_SHORT TASK_. Begin at the line that has "of the dirt" and stop after the line that has "[[63,222],[38,239],[8,253],[11,275],[63,274],[73,271],[73,225]]", and arrange those lines as a JSON list of strings, one string per line, with blank lines left out.

_RECORDED DATA_.
━━━━━━━━

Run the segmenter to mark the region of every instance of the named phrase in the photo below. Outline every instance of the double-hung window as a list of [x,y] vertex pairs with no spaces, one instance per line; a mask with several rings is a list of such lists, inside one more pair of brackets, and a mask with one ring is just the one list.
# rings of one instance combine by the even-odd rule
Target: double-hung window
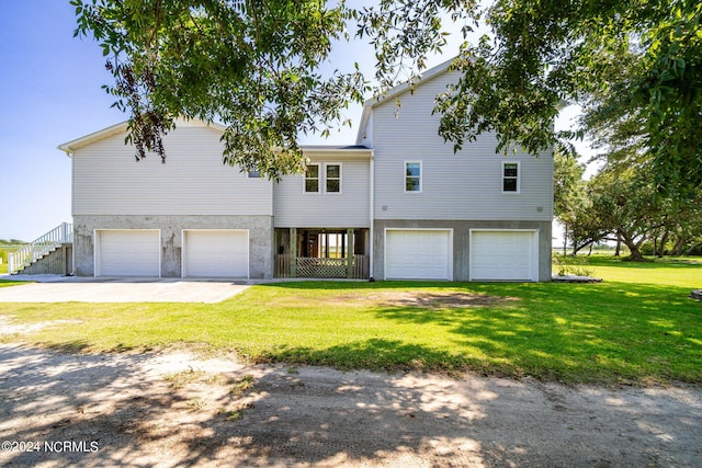
[[326,164],[325,178],[327,193],[341,193],[341,164]]
[[421,192],[421,161],[405,162],[405,192]]
[[519,193],[519,162],[502,162],[502,193]]
[[341,193],[341,163],[307,164],[305,193]]
[[305,193],[319,193],[319,164],[307,164]]

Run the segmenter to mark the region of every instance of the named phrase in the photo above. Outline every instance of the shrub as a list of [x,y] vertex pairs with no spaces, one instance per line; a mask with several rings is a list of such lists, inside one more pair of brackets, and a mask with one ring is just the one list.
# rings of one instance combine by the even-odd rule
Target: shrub
[[553,266],[558,276],[592,276],[595,269],[586,256],[553,255]]

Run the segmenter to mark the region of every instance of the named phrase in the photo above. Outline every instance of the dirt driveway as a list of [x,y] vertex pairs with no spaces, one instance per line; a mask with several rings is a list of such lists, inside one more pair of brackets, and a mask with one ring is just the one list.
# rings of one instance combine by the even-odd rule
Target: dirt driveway
[[0,344],[1,466],[702,465],[702,389]]

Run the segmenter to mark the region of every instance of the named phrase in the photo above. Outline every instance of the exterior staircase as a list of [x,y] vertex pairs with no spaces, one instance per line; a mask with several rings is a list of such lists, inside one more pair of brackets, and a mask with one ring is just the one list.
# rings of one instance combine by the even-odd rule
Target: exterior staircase
[[63,222],[38,239],[8,253],[11,275],[63,274],[73,271],[73,225]]

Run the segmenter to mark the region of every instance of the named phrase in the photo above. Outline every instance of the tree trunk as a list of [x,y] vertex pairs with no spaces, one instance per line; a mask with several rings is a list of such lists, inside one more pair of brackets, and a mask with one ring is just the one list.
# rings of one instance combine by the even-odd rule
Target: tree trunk
[[660,248],[658,249],[658,258],[663,259],[663,255],[666,254],[666,243],[668,243],[668,238],[670,237],[670,231],[666,230],[660,238]]
[[634,262],[643,262],[644,255],[641,253],[641,250],[638,250],[638,247],[641,246],[641,241],[634,242],[634,239],[630,238],[625,232],[621,233],[621,239],[622,239],[622,242],[624,242],[624,246],[629,247],[631,259]]
[[676,244],[672,248],[672,252],[670,252],[670,254],[675,256],[682,255],[682,249],[684,249],[684,243],[686,243],[684,237],[678,236],[678,239],[676,240]]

━━━━━━━━

_SOLVED EXERCISE_.
[
  "Run the segmenter to mark the region of every instance of the named phrase in the photo above. Outline every instance of the dirt driveway as a list of [x,y] vertex pairs with no spaces, one instance per line; a mask with several rings is a list of such lists, inside one more pair of brackets, and a mask with one ring is just the one list.",
  "# rings of one instance combine by the even-odd rule",
  "Target: dirt driveway",
  "[[0,344],[1,466],[702,465],[702,389]]",
  "Run the segmenter to mark the region of every instance of the named phrase in the photo above. Outline every instance of the exterior staircase as a list of [x,y] vertex pairs with no spaces, one instance per line; a mask with several rings is a list of such lists, inside one more pair of brackets, and a mask with one ring is just the one list.",
  "# rings of one instance combine by the even-odd rule",
  "Target: exterior staircase",
  "[[63,222],[38,239],[8,253],[11,275],[63,274],[73,271],[73,225]]"
]